EXERCISE INSTRUCTIONS:
Drop every picture, then transcribe the remaining data exactly.

INPUT MATERIAL:
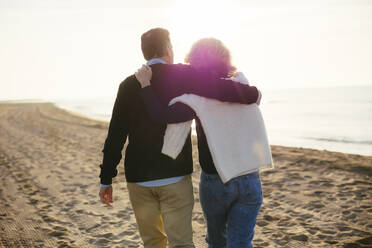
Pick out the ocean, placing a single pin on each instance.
(334, 119)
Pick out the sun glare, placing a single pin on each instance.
(193, 20)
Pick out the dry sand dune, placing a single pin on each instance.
(49, 190)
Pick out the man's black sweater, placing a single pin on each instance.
(143, 158)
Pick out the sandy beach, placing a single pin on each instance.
(49, 163)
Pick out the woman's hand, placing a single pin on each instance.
(144, 75)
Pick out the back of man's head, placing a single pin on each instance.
(154, 43)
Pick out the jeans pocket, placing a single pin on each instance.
(252, 189)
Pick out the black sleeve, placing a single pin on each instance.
(180, 79)
(116, 137)
(175, 113)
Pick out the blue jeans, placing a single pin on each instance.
(230, 209)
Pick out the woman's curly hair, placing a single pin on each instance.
(211, 54)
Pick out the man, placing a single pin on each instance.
(160, 188)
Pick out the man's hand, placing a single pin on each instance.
(105, 194)
(259, 99)
(144, 75)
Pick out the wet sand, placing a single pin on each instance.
(49, 190)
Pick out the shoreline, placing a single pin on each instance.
(49, 159)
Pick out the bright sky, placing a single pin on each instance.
(85, 48)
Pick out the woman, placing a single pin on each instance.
(230, 209)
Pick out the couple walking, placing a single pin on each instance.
(158, 157)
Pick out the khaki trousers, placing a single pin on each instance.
(164, 213)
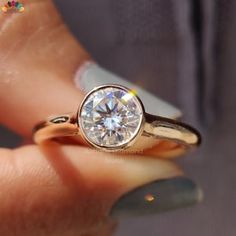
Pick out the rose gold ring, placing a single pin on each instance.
(113, 118)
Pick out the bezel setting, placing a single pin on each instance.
(105, 115)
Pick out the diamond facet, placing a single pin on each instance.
(110, 116)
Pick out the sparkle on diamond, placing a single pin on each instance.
(111, 117)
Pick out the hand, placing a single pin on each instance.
(65, 190)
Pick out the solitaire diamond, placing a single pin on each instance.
(110, 116)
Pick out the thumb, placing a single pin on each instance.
(68, 190)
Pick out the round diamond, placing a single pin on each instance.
(110, 116)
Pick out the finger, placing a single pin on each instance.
(68, 190)
(38, 58)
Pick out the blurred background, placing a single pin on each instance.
(184, 52)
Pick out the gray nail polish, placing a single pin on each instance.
(158, 196)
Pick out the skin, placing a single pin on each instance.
(53, 189)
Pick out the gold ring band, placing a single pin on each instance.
(156, 135)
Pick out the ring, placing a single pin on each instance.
(113, 118)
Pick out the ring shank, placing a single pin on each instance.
(161, 136)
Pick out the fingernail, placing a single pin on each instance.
(158, 196)
(91, 75)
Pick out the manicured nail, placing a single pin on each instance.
(158, 196)
(91, 75)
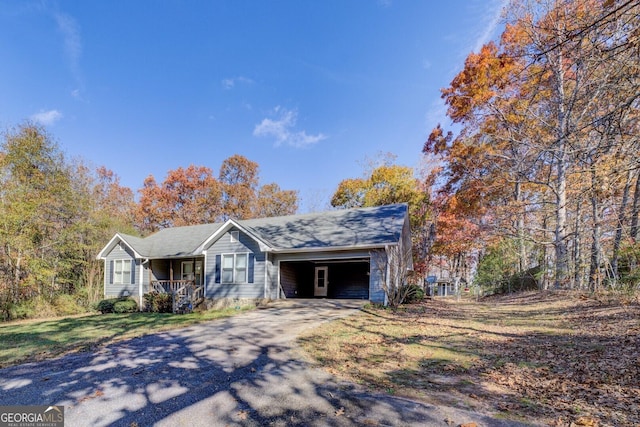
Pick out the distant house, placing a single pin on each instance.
(335, 254)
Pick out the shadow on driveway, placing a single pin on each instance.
(245, 370)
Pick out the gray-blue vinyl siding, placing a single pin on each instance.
(224, 245)
(377, 276)
(111, 290)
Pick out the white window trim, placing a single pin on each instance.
(120, 281)
(235, 256)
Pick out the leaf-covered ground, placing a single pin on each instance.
(546, 358)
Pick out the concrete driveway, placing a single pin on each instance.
(245, 370)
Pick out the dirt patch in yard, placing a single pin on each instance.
(545, 357)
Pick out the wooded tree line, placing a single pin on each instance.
(56, 214)
(542, 172)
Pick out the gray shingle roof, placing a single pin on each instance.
(341, 228)
(349, 227)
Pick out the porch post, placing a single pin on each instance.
(170, 273)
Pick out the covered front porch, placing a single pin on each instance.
(182, 278)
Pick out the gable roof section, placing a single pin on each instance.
(360, 227)
(340, 229)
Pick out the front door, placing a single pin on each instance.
(320, 282)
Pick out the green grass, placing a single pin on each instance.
(26, 341)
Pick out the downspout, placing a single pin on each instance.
(387, 273)
(266, 275)
(140, 291)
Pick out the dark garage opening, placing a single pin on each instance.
(346, 279)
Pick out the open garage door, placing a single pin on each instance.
(339, 279)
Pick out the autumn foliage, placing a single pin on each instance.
(194, 196)
(545, 153)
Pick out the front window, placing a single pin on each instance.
(234, 268)
(122, 271)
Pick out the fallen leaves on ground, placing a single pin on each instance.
(553, 357)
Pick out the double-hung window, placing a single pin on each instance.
(122, 271)
(234, 268)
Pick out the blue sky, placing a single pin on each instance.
(307, 89)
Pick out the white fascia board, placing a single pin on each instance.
(264, 247)
(109, 246)
(334, 248)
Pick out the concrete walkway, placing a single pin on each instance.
(241, 371)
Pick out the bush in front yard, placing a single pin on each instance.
(126, 305)
(158, 303)
(109, 305)
(414, 293)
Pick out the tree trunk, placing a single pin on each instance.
(577, 241)
(595, 276)
(522, 249)
(622, 219)
(635, 209)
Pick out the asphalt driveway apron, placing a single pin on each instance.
(245, 370)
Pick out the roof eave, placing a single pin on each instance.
(109, 247)
(264, 246)
(334, 248)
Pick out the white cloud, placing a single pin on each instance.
(47, 118)
(231, 82)
(283, 130)
(490, 19)
(72, 47)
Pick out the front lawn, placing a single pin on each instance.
(554, 358)
(33, 340)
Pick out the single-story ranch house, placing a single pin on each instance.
(335, 254)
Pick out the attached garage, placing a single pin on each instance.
(340, 279)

CORRECT ANSWER:
Pick out the ocean, placing a single pin on each instance.
(334, 119)
Pick out the sun glare, placing a single pin on each instance.
(193, 20)
Pick out the dry sand dune, placing a single pin on each instance.
(49, 190)
Pick out the man's black sweater, placing a single pin on each instance.
(143, 158)
Pick out the sandy beach, placing a single pin on each instance.
(49, 163)
Pick out the woman's hand, placing a single pin on each instance.
(144, 75)
Pick out the back of man's head, placing a single pin on each instance.
(154, 43)
Pick out the jeans pocket, placing a single pin on each instance.
(252, 189)
Pick out the black sleeve, placing a single pin on each instance.
(180, 79)
(116, 137)
(175, 113)
Pick out the blue jeans, placing a single pin on each instance.
(230, 209)
Pick out the woman's curly hair, placing a single pin on each instance.
(211, 54)
Pick out the man, placing a single pin on each instance.
(160, 188)
Pick out the man's hand, placing a single pin on each instance.
(105, 194)
(259, 99)
(144, 75)
Pick out the wet sand, placing a single pin on each instance.
(49, 190)
Pick out the shoreline, placing a single pin on each instance.
(49, 159)
Pick out the bright sky, placing a single pin on each instance.
(85, 48)
Pick out the woman, placing a single pin on each instance.
(230, 209)
Pick out the couple walking, placing a single pin on each instance.
(158, 157)
Pick out the khaki trousers, placing a single pin on each instance.
(164, 213)
Pick out the rose gold ring, placing a single pin on each instance.
(113, 118)
Pick out the bezel setting, placing a single pin on each instance.
(105, 115)
Pick out the diamond facet, placing a single pin on each instance.
(110, 116)
Pick out the sparkle on diamond, placing a single pin on each instance.
(111, 117)
Pick out the hand, placing a single pin on each instance.
(65, 190)
Pick out the solitaire diamond, placing a single pin on each instance.
(110, 116)
Pick out the thumb, placing a single pin on each instance.
(68, 190)
Pick out the round diamond, placing a single pin on each instance.
(110, 116)
Pick out the finger, placing a single pin on each instance.
(68, 190)
(38, 58)
Pick out the blurred background, placing a single pin on each instance.
(184, 52)
Pick out the gray nail polish, placing a single pin on each instance.
(158, 196)
Pick out the skin, placing a single pin on each instance.
(53, 189)
Pick out the gold ring band, placing a single pin on each instance.
(156, 135)
Pick out the ring, placing a single pin on each instance.
(113, 118)
Pick out the ring shank, placing a single pin on each instance.
(161, 136)
Pick out the fingernail, placing a single pin on each instance.
(158, 196)
(91, 75)
Pick out the manicured nail, placing a single pin on each instance.
(158, 196)
(91, 75)
Pick out the distant house, placing a single pin on each instance.
(335, 254)
Pick out the shadow on driveway, placing a single pin on each instance.
(245, 370)
Pick out the gray-blue vinyl siding, placing a single pin on each instance.
(224, 245)
(377, 276)
(111, 290)
Pick out the white window trim, placing a single pin on each instance.
(120, 281)
(235, 256)
Pick out the leaf-covered ground, placing a single pin on each instance.
(546, 358)
Pick out the concrete driveway, placing a single pin on each instance.
(245, 370)
Pick out the dirt patch in yard, placing a single pin on each instance.
(545, 357)
Pick out the wooded tree line, placing a single pin on each instance.
(56, 214)
(542, 172)
Pick out the gray shingle roof, placing a single pin on each instance.
(341, 228)
(349, 227)
Pick out the porch post, placing a single pin on each instance.
(170, 273)
Pick out the covered front porch, placing a single pin on each instance.
(182, 278)
Pick out the gable roof section, placing a single pin on each instance.
(360, 227)
(340, 229)
Pick out the front door, placing a single pin on each instance.
(320, 282)
Pick out the green grass, placing a single pin on each instance.
(26, 341)
Pick out the downspout, placing a single pin on each instance.
(387, 273)
(266, 275)
(140, 291)
Pick out the dark garage opening, placing a single pin on each instance.
(346, 279)
Pick out the open garage door, placing a single pin on each instance.
(339, 279)
Pick out the autumn foliage, placing a single pin on each instance.
(194, 196)
(545, 153)
Pick out the front window, placing a single pin on each instance.
(234, 268)
(122, 271)
Pick out the fallen leaves on ground, placing a single pin on each instance.
(553, 357)
Pick out the double-hung window, placing a single pin on each instance.
(122, 271)
(234, 268)
Pick out the blue sky, placing a single pin on each instance.
(307, 89)
Pick out the white fascia board, placing a single pin on each instance.
(264, 247)
(109, 246)
(334, 248)
Pick out the concrete walkway, placing a single pin on each instance.
(241, 371)
Pick out the bush in front yard, placing a single pin on each instance.
(126, 305)
(158, 303)
(109, 305)
(414, 293)
Pick out the tree trunk, placing a single pin on each instance.
(577, 241)
(595, 276)
(522, 249)
(622, 219)
(635, 209)
Pick out the asphalt driveway apron, placing a single pin on each instance.
(245, 370)
Pick out the roof eave, placing a single pin on each instance.
(109, 247)
(264, 246)
(334, 248)
Pick out the white cloud, placing a single pin on each instance.
(47, 118)
(231, 82)
(283, 130)
(490, 19)
(72, 47)
Pick out the front lawn, placing a single pin on each instance.
(554, 358)
(33, 340)
Pick out the single-story ranch house, placing a single pin on each instance.
(335, 254)
Pick out the attached garage, placing a single pin on each instance.
(340, 279)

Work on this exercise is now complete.